Textauszug ::

====

Wie wird das Projekt bei Ihnen abgewickelt und welche Lieferanten sind mit im Boot?
Bei der Umstellung auf grünen Stahl handelt es sich um die größte Veränderung in der über 100-jährigen Geschichte von Tata Steel Nederland. Wir drehen unsere gesamten Anlagen und Prozesse auf links. Das Gesamtprojekt wird daher von einem internen Projekt- und Nachhaltigkeitsteam mit enger Unterstützung der wichtigsten Lieferanten umgesetzt. McDermott ist verantwortlich für den konstruktiven Input und die Unterstützung des technischen Projektmanagements. Danieli ist verantwortlich für das technische Design der Anlage, die das reduzierte Eisen (DRI) liefert, den 1. Schritt im Eisenherstellungsprozess. Hatch ist der Technologielizenzgeber der Elektroöfen (SAF), die den DRI schmelzen. Die beiden Anlagen sind eng miteinander verknüpft und bilden ein integriertes Produktionssystem, dass in der Lage sein wird, alle Stahlqualitäten zu produzieren.
Ändert das Projekt ihre bisherigen Ausstöße?
Was CO2-Ausstöße angeht, absolut ja. Unsere Strategie sieht vor, bis 2030 40 Prozent weniger auszustoßen und 2045 klimaneutral zu sein. Was die Produktionskapazität angeht, wollen wir jedoch auf derzeitigem Niveau bleiben. Wir produzieren in IJmuiden sieben Millionen Tonnen Stahl pro Jahr und dieser Prozess muss am Laufen bleiben, während wir die neuen Anlagen bauen. Wir erwarten, dass im Jahr 2026/27 circa 3.000 Mitarbeiter unsere alten Anlagen fahren und zur gleichen Zeit 2.000 Mitarbeiter sich um die Installation der neuen Anlagen kümmern. Es ist ein richtig großes Projekt und wir sind hochmotiviert dieses anzugehen. Wir gehören zu den ersten, die solche Maßstäbe und ein paralleles Vorgehen planen, aber ich bin mir sicher, dass die Wettbewerber in Europa auch bald nachziehen werden.
65 Millionen Euro sind eine immense Investition. Das ist ein gewaltiger Schritt in eine nachhaltigere Zukunft…
Der große Vorteil den wir als Stahlindustrie haben ist, dass Stahl auch zukünftig gebraucht wird. Unser Produkt steht nicht infrage. Das ist anders als etwa bei Erdöl, wo wir das fossile Zeitalter gänzlich hinter uns lassen wollen. Wir müssen nur eine andere Art und Weise finden Stahl zu produzieren. Ausschließlich Recycling, sprich sekundäre Stahlerzeugung, reicht nicht um die Stahlnachfrag zu decken. Daher wollen wir die primäre Stahlerzeugung sauber und umweltfreundlich aufstellen. Die zwölf Millionen Tonnen CO2, die wir pro Jahr ausstoßen, sind 8 Prozent vom totalen CO2-Ausstoß der Niederlande. Auch weltweit hochgerechnet sind die CO2-Ausstöße von Stahlherstellern ungefähr acht Prozent. Das ist viel, aber wenn man das löst, sind wir schon einen großen Schritt weiter.

====

Datenauszug ::
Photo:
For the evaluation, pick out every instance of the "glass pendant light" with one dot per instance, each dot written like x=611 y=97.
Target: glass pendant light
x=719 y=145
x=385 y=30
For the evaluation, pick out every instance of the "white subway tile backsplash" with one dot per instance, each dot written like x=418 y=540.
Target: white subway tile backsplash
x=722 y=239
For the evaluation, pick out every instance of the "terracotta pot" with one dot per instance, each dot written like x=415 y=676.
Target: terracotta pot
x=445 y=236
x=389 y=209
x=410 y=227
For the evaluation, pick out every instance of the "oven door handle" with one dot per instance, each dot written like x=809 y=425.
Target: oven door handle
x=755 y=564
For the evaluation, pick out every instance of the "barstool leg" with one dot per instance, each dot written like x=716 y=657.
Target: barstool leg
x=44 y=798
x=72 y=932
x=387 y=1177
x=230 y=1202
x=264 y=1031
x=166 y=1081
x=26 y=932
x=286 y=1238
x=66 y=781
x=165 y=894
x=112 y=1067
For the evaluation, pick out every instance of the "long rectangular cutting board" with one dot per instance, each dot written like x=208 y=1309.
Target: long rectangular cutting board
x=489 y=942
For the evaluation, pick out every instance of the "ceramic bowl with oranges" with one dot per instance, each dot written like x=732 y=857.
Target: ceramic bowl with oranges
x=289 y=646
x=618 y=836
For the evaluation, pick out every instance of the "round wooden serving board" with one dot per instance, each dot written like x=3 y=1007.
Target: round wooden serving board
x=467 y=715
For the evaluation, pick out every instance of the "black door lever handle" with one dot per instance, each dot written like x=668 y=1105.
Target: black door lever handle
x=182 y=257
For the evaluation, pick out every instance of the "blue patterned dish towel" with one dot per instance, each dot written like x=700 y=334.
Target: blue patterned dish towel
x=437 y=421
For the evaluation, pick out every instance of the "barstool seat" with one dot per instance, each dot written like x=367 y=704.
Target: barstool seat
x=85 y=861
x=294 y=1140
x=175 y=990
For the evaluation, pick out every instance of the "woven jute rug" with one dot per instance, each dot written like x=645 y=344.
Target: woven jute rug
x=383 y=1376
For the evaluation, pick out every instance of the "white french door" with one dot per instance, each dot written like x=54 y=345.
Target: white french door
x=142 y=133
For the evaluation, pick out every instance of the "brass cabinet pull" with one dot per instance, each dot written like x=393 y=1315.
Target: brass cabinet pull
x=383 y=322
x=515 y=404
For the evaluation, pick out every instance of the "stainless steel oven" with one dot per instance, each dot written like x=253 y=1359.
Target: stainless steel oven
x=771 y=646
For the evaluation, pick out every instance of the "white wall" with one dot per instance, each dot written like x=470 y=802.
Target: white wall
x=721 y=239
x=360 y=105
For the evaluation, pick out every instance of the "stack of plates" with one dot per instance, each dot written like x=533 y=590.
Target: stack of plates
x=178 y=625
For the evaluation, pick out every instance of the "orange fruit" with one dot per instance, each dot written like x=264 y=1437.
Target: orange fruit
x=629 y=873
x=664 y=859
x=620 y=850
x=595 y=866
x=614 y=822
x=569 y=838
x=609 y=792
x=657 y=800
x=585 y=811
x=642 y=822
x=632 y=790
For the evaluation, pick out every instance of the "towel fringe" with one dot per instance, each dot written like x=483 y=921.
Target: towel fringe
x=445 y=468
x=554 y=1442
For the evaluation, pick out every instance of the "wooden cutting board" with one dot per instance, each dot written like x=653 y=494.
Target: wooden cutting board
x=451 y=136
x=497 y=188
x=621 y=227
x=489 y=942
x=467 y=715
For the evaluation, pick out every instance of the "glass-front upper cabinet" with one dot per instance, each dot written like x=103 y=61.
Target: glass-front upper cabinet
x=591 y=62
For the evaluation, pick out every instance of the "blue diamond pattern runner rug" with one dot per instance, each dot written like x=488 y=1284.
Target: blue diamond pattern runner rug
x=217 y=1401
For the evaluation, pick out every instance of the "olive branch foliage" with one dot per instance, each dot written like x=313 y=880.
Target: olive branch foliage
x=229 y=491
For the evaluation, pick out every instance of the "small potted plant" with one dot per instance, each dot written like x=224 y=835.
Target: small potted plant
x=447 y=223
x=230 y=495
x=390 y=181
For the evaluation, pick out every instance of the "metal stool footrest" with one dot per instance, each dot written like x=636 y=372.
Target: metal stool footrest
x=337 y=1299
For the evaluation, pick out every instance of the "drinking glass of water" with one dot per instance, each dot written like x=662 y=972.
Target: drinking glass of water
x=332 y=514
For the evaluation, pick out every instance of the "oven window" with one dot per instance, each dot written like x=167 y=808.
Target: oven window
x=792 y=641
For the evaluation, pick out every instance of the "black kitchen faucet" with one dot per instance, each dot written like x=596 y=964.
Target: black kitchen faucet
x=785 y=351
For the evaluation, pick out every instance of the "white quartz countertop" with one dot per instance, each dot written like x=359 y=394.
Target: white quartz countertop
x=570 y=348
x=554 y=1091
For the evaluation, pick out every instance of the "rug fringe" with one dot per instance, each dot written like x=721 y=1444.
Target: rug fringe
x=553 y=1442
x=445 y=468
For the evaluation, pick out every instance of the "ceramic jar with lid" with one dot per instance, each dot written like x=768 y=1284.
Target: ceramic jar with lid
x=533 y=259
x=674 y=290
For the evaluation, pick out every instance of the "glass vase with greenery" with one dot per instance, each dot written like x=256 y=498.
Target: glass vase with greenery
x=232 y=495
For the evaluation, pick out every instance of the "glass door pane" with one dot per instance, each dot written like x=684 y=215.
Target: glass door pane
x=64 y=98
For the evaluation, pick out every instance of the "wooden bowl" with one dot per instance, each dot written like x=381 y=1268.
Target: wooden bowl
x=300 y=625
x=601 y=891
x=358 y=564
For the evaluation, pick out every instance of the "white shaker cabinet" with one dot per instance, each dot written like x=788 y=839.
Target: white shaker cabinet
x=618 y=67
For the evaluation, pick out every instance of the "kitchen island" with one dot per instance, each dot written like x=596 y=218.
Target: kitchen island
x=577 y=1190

====

Arbeitsaufträge ::
(1) Beantworte anhand des Interviews zum grünen Stahl diese Fragen:
(a) Welches Unternehmen ist Technologielizenzgeber der Elektroöfen?
(b) Wie viele Tonnen Stahl werden in IJmuiden pro Jahr produziert?
(c) Wie viele Tonnen CO2 stößt das Unternehmen pro Jahr aus?
(2) Stelle bitte nur die Einträge des Datenauszugs von der Zeile mit „like x=103 y=61.“ bis einschließlich der Zeile mit „x=332 y=514“ als CSV mit den Spalten „eingabe“ und „ausgabe“ dar. Gib dabei je Eintrag eine Zeile mit seinem Wortlaut und der zugehörigen Antwort aus, jedes Feld in Anführungszeichen und Zeilenumbrüche durch Leerzeichen ersetzt.
Die Einträge stehen in keinem Zusammenhang mit dem Interview zum grünen Stahl.

Lösungen ::
(1)
(a) Hatch
(b) Sieben Millionen Tonnen
(c) Zwölf Millionen Tonnen

(2)
eingabe,ausgabe
"For the evaluation, pick out every instance of the ""glass-front upper cabinet"" with one dot per instance, each dot written like x=103 y=61. Target: glass-front upper cabinet","x=591 y=62"
"For the evaluation, pick out every instance of the ""blue diamond pattern runner rug"" with one dot per instance, each dot written like x=488 y=1284. Target: blue diamond pattern runner rug","x=217 y=1401"
"For the evaluation, pick out every instance of the ""olive branch foliage"" with one dot per instance, each dot written like x=313 y=880. Target: olive branch foliage","x=229 y=491"
"For the evaluation, pick out every instance of the ""small potted plant"" with one dot per instance, each dot written like x=224 y=835. Target: small potted plant","x=447 y=223 x=230 y=495 x=390 y=181"
"For the evaluation, pick out every instance of the ""metal stool footrest"" with one dot per instance, each dot written like x=636 y=372. Target: metal stool footrest","x=337 y=1299"
"For the evaluation, pick out every instance of the ""drinking glass of water"" with one dot per instance, each dot written like x=662 y=972. Target: drinking glass of water","x=332 y=514"